[The problem]
Continue the introduction to individual income tax in Taiwan below, picking up after its last sentence.

[Excerpt]

Introduction to Individual Income Tax in Taiwan
Individual Income Tax (IIT) in Taiwan, it is levied on incomes generated by individuals that income sourced from Taiwan. Tax residence and non-tax residence had been introduced to difference tax rates, Tax Residence calculate their tax payable for the year in accordance to progressive tax rate, however non-tax residence will be tax at a different rate accordance to the Income Tax Act.
IIT is residence-based income tax levy, which is, when a person had been determined as taxable person in Taiwan, the worldwide income which they had been obtained in the year is subjected to be taxable. The above situation will be varied due to the situation involved in each tax residence: –
(1) Taiwan citizens which had earning (e.g employment incomes) from the Peoples Republic of China (China) would obtain tax rebate if the taxpayer had pay his tax in China.
(2) Any foreign income sourced by the tax residence in Taiwan shall be calculated in accordance to Income Basic Tax.
A person who is a tax residence in Taiwan under Income Tax Act are determined by :-
(1) A person who domicile in Taiwan.
(2) A person who have residence in Taiwan for at least 183 days.
Starting from the May 1 to May 31 of every calendar year, a tax residence in Taiwan is subjected to submit their tax returns to the Taxation Administration, Ministry of Finance. It is an obligation to the taxpayer to file their partners, and dependent parent’s tax returns along with its tax return.
To arrive at taxable income on IIT, below personal relief should be accounted for which any suitable case by case:
(1) Personal Exemptions
For the year 2019, to arrive at the taxable income, a total of NT$ 88,000 per taxpayer would be relieved from the assessable income. In the case of taxpayer had arrived at the age of 70, personal relief will be amounted to NT$ 132,000 per person for the year and afterwards.

[Given data]
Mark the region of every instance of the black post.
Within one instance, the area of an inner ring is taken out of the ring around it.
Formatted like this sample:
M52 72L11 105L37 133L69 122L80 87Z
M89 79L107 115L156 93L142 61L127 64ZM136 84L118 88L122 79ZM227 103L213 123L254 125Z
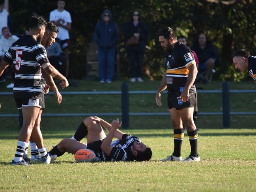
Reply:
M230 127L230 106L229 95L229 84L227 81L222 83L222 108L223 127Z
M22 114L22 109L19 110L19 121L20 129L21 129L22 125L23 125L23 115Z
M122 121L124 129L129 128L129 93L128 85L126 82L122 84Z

[Output]
(2) General Deductions and Special Deductions
On top of personal exemptions as item A mentioned, a list of general deduction or special deduction had been is in place for the relief of taxpayer’s burden.
Effort of collecting the evidence to support the special deductions is in beneficial for taxpayer if in the case that the sum of special deduction had exceeded the general deduction.
|Deduction for Taxpayer for the Year of Assessment 2019|
|Item||Deductible Amount (TWD)|
|General Personal Deduction||Single Assessment||NT$120,000 per assessment|
|Join Assessment with Partner||NT$180,000 per assessment|
|Itemised deduction||Donations||Except for donation to Ministry of National Defenses; Contribution for troop-cheer; or any Other contribution to the Ministry, an amount dose not exceeding 20% of consolidated assessable income for the year shall be relieved.|
|Insurance Premiums||Limited to NT$24,000 per person, does not included contribution to National Health Insurance (NHI).|
|Medical and Childbirth Expenses||Any non- insurance covered expenses to clinic, hospital had been authorised by NHI or public hospitals.|
|Natural Disaster Damages||Any non-insurance covered losses incurred.|
|Interest on Housing Mortgage||Up to NT$300,000 per assessment per household.|
|Housing Rental||Up to NT$120,000 per assessment per non-business nature household.|
(2) General Deductions and Special Deductions—Cont’d
|Deduction for taxpayer for the year of assessment 2019—Cont’d|
|Special Deduction||Loss on Property Transaction||Loss claimed for the year shall not exceed the same income generated for the year.|
|Salary and Wages Deduction||Total annual salaries and wages received shall be allowed for deduction up to maximum NT$270,000|
|Saving and Investment Deduction||A maximum deductible saving and investment deduction amount shall not exceed NT$270,000 except for interest received from postal pass-book saving provisioned under Section 36 of Post Saving and Remittance Act.|
|Disable Deduction||Any tax person who had defined as patient under The Mental Health Act, may have a deduction of NT$ 200,000.|
|Education Deduction||A maximum up to NT$25,000 per dependent child of taxpayer which is not included attended:-
(1) National Open University (NOU)
(2) Vocational University
(3) The first 3 years of the 5 years Vocational University
(4) Those who accepted government education subsidies
|Pre-school Children Deduction*||A tax person who borne a children which is under or equal to 5 years old, NT$ 120,000 per child per year will be deducted.|
|Long-term Care Deduction*||Total amount up to NT$ 120,000 per year per assessment for any taxpayer which have elderly dependence who mentally or physically incapacity and required long term care defined by Ministry of Health and Welfare.|
There are special exceptional who a taxpayer is non-qualified for the claim as marked * above.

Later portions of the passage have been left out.